Sin embargo, para Óscar Molina, las definiciones de formalidad e informalidad, en el caso de la Ciudad de México, son más laxas.  “Entre las cuestiones que fuimos acordando para la selección de sonidos, tuve como principal problema el asunto de lo informal, porque una de las cuestiones que queríamos dejar en claro es que estos sonidos no sólo eran de comerciantes, sino, más bien, hablar de los sonidos que viajan por la ciudad. Si hay sonidos que provienen de comerciantes o vendedores, lo cierto es que también hay sonidos que no corresponden a ese tipo de perfil. El título fue una de las cuestiones que tuvimos que afinar, porque quería dejarse solamente el comercio. Pero tenemos el correo, tenemos la basura, servicios que no son comercio. En ese sentido, se debía entender que no era solamente la idea del comercio. Igualmente, el concepto de informalidad tampoco aplicaba porque muchos sonidos provienen de la formalidad. Los vendedores de gas no es comercio informal: su esquela laboral está definido, una circunstancia muy diferente a la  del vendedor de camotes. El eje principal es el concepto de los sonidos viajeros, dentro de los que se encuentra el comercio y los servicios, como el cartero o la basura”.

> Líneas proporcionadas:
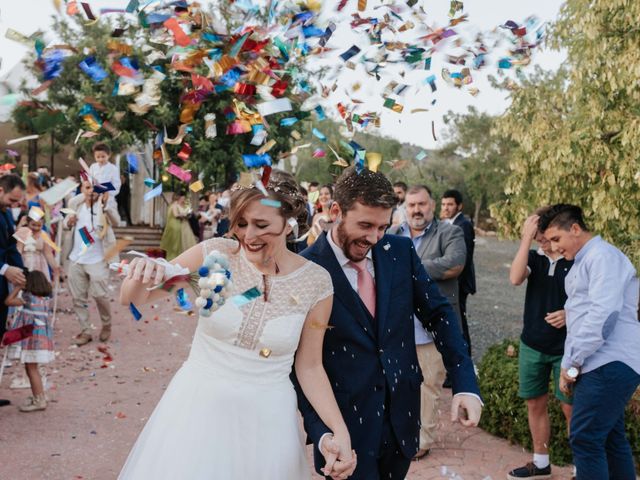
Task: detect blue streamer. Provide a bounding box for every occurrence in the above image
[176,288,193,310]
[127,153,138,175]
[242,153,271,168]
[129,303,142,322]
[78,57,108,83]
[311,127,327,142]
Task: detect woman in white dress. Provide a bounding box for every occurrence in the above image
[119,177,356,480]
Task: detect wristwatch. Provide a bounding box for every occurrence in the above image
[567,367,580,380]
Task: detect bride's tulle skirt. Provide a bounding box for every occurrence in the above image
[118,360,311,480]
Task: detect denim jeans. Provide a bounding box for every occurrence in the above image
[569,362,640,480]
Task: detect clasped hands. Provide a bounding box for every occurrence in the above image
[320,433,357,480]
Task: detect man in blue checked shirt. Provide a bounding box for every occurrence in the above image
[539,204,640,480]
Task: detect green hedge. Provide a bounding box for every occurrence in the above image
[479,340,640,467]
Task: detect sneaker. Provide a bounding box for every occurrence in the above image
[20,395,47,412]
[9,376,31,390]
[99,325,111,342]
[73,333,93,347]
[507,462,551,480]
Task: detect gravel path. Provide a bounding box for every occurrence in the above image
[0,238,529,480]
[467,237,526,363]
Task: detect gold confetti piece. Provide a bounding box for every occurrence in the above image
[260,348,271,358]
[333,158,349,168]
[256,140,276,155]
[189,180,204,193]
[238,172,253,187]
[398,21,415,32]
[309,322,333,330]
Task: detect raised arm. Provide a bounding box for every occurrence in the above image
[295,296,355,478]
[423,225,467,280]
[120,243,204,305]
[509,215,540,285]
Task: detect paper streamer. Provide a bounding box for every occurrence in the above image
[163,18,191,47]
[7,135,40,146]
[260,198,282,208]
[231,287,262,307]
[167,163,191,183]
[189,180,204,193]
[144,184,162,202]
[40,230,61,252]
[28,205,44,222]
[242,153,271,168]
[127,153,138,174]
[176,288,193,310]
[129,303,142,322]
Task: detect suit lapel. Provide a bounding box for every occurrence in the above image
[373,237,393,343]
[311,233,378,340]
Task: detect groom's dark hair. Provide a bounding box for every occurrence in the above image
[333,167,398,213]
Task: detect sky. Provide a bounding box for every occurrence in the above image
[0,0,564,148]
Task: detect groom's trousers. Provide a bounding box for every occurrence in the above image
[325,418,411,480]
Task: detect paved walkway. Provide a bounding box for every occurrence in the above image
[0,281,570,480]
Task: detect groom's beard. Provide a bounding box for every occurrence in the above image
[334,221,373,262]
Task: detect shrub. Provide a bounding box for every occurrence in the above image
[479,340,640,466]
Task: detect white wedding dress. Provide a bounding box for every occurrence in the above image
[118,238,333,480]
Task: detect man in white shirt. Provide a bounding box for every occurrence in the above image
[64,182,120,345]
[89,143,122,208]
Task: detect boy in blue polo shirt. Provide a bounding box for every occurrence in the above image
[507,209,573,480]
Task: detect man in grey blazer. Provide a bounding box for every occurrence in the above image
[389,185,467,460]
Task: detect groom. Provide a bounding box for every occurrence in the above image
[294,168,482,480]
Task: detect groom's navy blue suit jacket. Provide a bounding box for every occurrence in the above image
[294,234,480,478]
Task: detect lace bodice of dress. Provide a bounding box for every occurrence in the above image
[201,238,333,354]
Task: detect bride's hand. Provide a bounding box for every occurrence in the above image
[127,257,165,285]
[322,433,357,480]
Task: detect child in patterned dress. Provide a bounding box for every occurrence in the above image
[5,270,55,412]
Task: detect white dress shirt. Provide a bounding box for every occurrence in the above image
[69,203,104,265]
[327,228,376,292]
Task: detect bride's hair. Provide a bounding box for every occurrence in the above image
[229,170,309,240]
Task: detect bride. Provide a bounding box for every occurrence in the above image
[119,179,356,480]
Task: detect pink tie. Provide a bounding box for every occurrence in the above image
[349,258,376,318]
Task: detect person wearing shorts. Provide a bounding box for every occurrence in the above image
[507,209,573,480]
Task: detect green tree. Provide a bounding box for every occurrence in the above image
[13,7,308,187]
[438,107,512,224]
[492,0,640,266]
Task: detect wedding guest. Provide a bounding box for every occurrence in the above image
[539,204,640,480]
[298,167,482,480]
[440,190,476,355]
[4,270,55,412]
[389,185,466,460]
[16,215,60,282]
[507,209,573,480]
[118,174,356,480]
[89,142,121,209]
[0,174,25,407]
[63,182,120,346]
[160,192,198,260]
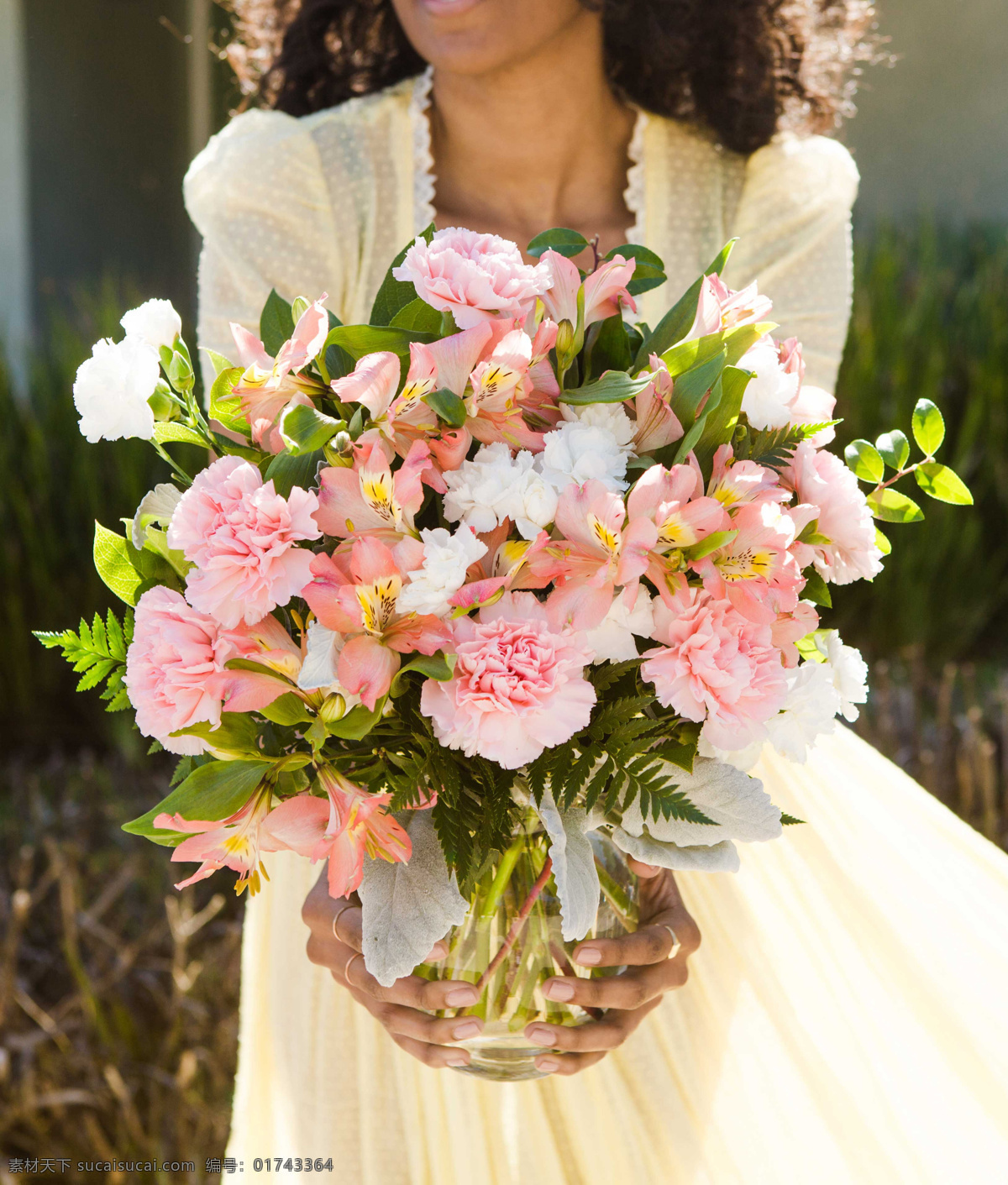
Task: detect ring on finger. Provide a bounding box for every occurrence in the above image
[343,951,364,983]
[332,900,352,942]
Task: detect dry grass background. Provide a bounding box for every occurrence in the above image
[0,224,1008,1185]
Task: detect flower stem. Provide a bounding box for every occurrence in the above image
[475,857,553,994]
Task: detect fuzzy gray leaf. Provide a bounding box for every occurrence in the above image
[612,827,739,872]
[358,810,469,987]
[538,788,599,942]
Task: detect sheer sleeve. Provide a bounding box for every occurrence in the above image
[725,136,858,391]
[185,110,345,384]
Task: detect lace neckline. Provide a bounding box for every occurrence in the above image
[409,66,648,243]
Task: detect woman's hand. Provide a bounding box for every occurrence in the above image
[525,859,700,1073]
[302,868,483,1069]
[294,860,700,1073]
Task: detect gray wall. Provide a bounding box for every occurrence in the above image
[843,0,1008,223]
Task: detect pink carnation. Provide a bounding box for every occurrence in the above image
[781,441,882,585]
[420,593,596,769]
[640,588,787,750]
[124,585,236,753]
[392,227,549,329]
[168,456,322,627]
[124,585,294,753]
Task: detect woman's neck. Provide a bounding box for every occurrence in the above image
[430,19,634,251]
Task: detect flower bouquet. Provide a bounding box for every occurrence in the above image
[38,228,970,1078]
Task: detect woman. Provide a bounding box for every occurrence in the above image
[186,0,1008,1185]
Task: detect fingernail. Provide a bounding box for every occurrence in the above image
[525,1025,556,1046]
[444,983,479,1009]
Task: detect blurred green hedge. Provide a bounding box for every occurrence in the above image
[0,222,1008,752]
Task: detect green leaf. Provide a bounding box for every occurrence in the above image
[669,346,728,426]
[259,288,294,358]
[801,566,832,609]
[606,243,668,295]
[875,427,910,469]
[843,439,886,484]
[155,419,207,448]
[202,346,235,378]
[683,531,739,560]
[868,490,924,522]
[585,313,633,380]
[389,651,458,697]
[368,223,434,325]
[423,386,466,427]
[913,461,973,506]
[633,239,737,367]
[912,400,945,456]
[122,761,270,847]
[172,712,261,759]
[389,296,441,337]
[662,321,777,380]
[525,227,590,260]
[94,522,144,606]
[326,698,386,741]
[323,324,431,359]
[559,371,651,406]
[694,366,753,473]
[256,691,314,727]
[265,449,325,498]
[280,404,346,456]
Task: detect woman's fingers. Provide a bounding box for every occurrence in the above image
[574,910,700,967]
[525,999,659,1064]
[543,954,689,1009]
[392,1033,470,1070]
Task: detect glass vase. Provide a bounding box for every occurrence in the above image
[417,810,638,1082]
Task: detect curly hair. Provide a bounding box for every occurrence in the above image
[220,0,875,154]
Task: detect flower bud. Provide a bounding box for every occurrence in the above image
[319,691,346,724]
[556,317,574,359]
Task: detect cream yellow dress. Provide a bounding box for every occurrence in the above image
[186,71,1008,1185]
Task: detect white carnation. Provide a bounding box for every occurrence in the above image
[739,341,796,429]
[816,629,868,721]
[444,442,556,539]
[297,621,360,710]
[74,338,160,444]
[559,403,637,453]
[536,419,628,494]
[700,663,841,772]
[585,588,654,663]
[118,300,181,349]
[396,526,486,617]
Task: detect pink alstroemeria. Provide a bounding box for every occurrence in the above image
[529,478,659,629]
[706,444,791,513]
[626,464,732,596]
[302,537,452,711]
[690,502,806,625]
[316,439,430,543]
[533,251,637,333]
[155,787,285,897]
[626,354,683,456]
[263,766,412,897]
[683,275,773,341]
[231,293,328,453]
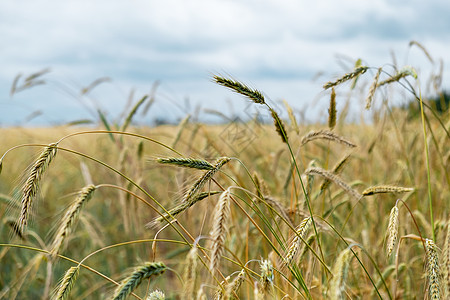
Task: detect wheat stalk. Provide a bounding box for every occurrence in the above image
[113,262,167,300]
[386,204,399,257]
[328,248,353,300]
[145,191,221,228]
[156,157,214,170]
[442,220,450,299]
[259,259,274,295]
[270,108,288,144]
[196,286,208,300]
[362,185,414,196]
[209,189,231,274]
[366,68,382,109]
[50,185,96,259]
[182,157,231,203]
[182,245,198,300]
[320,154,350,191]
[328,88,337,129]
[52,266,80,300]
[305,168,362,200]
[225,269,245,300]
[301,130,356,148]
[425,239,441,299]
[323,66,368,89]
[213,75,266,104]
[18,143,57,234]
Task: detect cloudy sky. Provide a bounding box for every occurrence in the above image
[0,0,450,126]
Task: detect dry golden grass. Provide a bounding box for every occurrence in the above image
[0,44,450,299]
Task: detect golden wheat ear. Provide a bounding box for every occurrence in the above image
[386,205,399,257]
[17,143,57,234]
[425,239,442,299]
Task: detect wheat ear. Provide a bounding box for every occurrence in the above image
[305,168,362,200]
[362,185,414,196]
[147,290,166,300]
[52,266,80,300]
[182,157,231,203]
[301,130,356,148]
[156,157,214,170]
[213,75,266,104]
[386,204,399,257]
[113,262,167,300]
[18,143,57,233]
[377,66,417,87]
[323,66,368,89]
[425,239,441,299]
[284,217,312,266]
[209,189,231,274]
[50,185,96,259]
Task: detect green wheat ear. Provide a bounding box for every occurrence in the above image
[213,75,266,104]
[113,262,167,300]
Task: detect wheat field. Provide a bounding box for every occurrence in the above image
[0,45,450,299]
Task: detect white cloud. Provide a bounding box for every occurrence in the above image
[0,0,450,125]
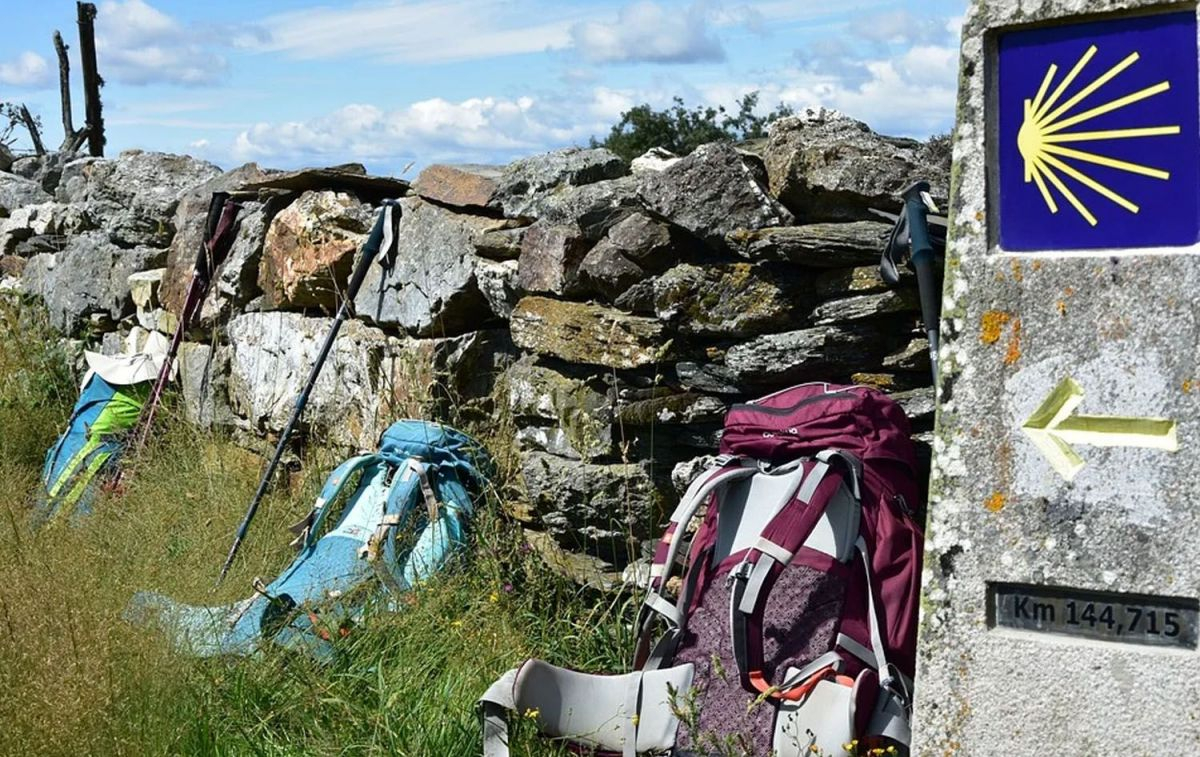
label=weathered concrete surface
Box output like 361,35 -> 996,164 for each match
914,0 -> 1200,757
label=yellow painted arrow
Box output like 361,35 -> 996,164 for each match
1021,377 -> 1180,481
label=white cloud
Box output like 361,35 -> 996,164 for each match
258,0 -> 582,64
96,0 -> 228,86
571,1 -> 725,64
0,50 -> 53,89
229,88 -> 632,169
851,8 -> 947,46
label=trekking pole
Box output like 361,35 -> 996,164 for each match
217,200 -> 400,585
113,192 -> 241,488
901,181 -> 942,386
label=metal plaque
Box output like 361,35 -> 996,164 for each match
988,583 -> 1200,649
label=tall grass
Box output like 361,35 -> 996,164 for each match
0,298 -> 632,756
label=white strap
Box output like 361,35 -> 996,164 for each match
754,536 -> 794,565
854,536 -> 893,689
646,593 -> 683,629
838,633 -> 876,668
479,668 -> 521,757
478,660 -> 694,757
796,462 -> 829,505
817,450 -> 863,499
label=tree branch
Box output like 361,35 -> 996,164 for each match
20,103 -> 46,156
54,30 -> 76,150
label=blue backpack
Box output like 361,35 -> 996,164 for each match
127,420 -> 491,656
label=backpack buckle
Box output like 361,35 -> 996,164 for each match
725,560 -> 754,589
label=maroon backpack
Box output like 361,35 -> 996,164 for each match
482,384 -> 922,757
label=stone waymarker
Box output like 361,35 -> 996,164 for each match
914,0 -> 1200,756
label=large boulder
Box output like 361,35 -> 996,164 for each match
654,263 -> 808,337
511,296 -> 671,368
505,356 -> 613,459
178,342 -> 245,428
160,163 -> 281,319
725,322 -> 910,390
763,108 -> 949,222
520,176 -> 646,242
812,289 -> 920,328
606,212 -> 696,274
578,239 -> 647,302
475,258 -> 522,320
354,197 -> 504,336
726,221 -> 892,268
238,163 -> 408,205
0,203 -> 95,254
22,232 -> 163,335
517,221 -> 588,295
413,163 -> 504,211
638,143 -> 792,247
521,451 -> 665,566
228,311 -> 417,447
258,192 -> 374,312
0,173 -> 54,218
491,148 -> 629,218
58,150 -> 221,247
12,152 -> 76,194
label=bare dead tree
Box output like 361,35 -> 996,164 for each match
54,31 -> 88,152
54,29 -> 74,139
20,103 -> 46,156
76,2 -> 104,157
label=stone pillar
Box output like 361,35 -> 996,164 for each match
914,0 -> 1200,756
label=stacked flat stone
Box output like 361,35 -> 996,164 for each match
0,112 -> 948,585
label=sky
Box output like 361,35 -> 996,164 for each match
0,0 -> 966,178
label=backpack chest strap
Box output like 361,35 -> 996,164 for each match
728,450 -> 868,698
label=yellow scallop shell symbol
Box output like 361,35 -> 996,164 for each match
1016,44 -> 1180,226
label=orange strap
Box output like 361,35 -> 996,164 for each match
308,609 -> 350,642
750,666 -> 854,702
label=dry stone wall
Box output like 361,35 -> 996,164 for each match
0,112 -> 948,584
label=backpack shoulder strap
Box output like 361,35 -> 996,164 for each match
730,450 -> 862,698
478,660 -> 694,757
289,455 -> 382,551
634,456 -> 757,668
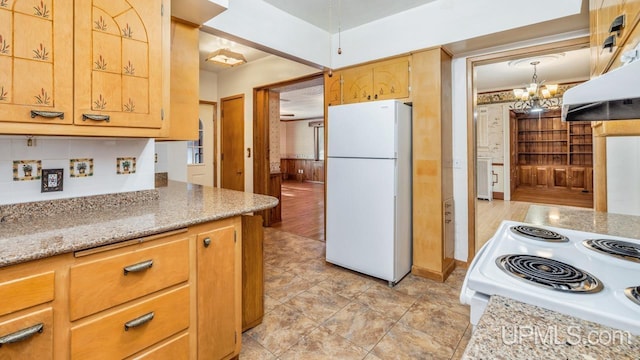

> Tareas asignadas:
1 > Enumera todas las fuentes de sonido que se nombran en el fragmento sobre los sonidos de la Ciudad de México.
2 > Prosigue el fragmento sobre los sonidos de la Ciudad de México a partir de su última oración.

> Respuestas:
1 > comerciantes, vendedores, el correo, la basura, los vendedores de gas, el vendedor de camotes, el cartero

2 >
Óscar prosigue: “Mi formación es en Historia del Arte. Mis dos líneas principales de investigación es en iconografía, y en arquitectura y urbanismo en la Ciudad de México. En esa segunda, he trabajado primordialmente pensando en la división que hacían los romanos de urbis y civitas (edificios y habitantes), revisando diseño urbano y arquitectura. Finalmente, los edificios y las ciudades tienen una vida que no se entienden sin los habitantes, a pesar de que eso sea más ‘efímero’ dentro del paisaje urbano. A partir de la civitas y del concepto antropológico del paisaje, la perspectiva que manejamos es que el paisaje urbano y, de manera específica, el paisaje sonoro, se da mediante los servicios y el comercio. El asunto de la exotización y folklorización, sobre todo al publicarse en un medio estadounidense (quienes tienen más restricciones o cuidados respecto a la representación de comunidades minoritarias), ya nos daban líneas de que no queríamos narrar algo folklórico. Queríamos construir un retrato urbano tanto en los sonidos como en la ilustración que acompaña a los sonidos. Por parte del público receptor se podía romantizar el eje del asunto”.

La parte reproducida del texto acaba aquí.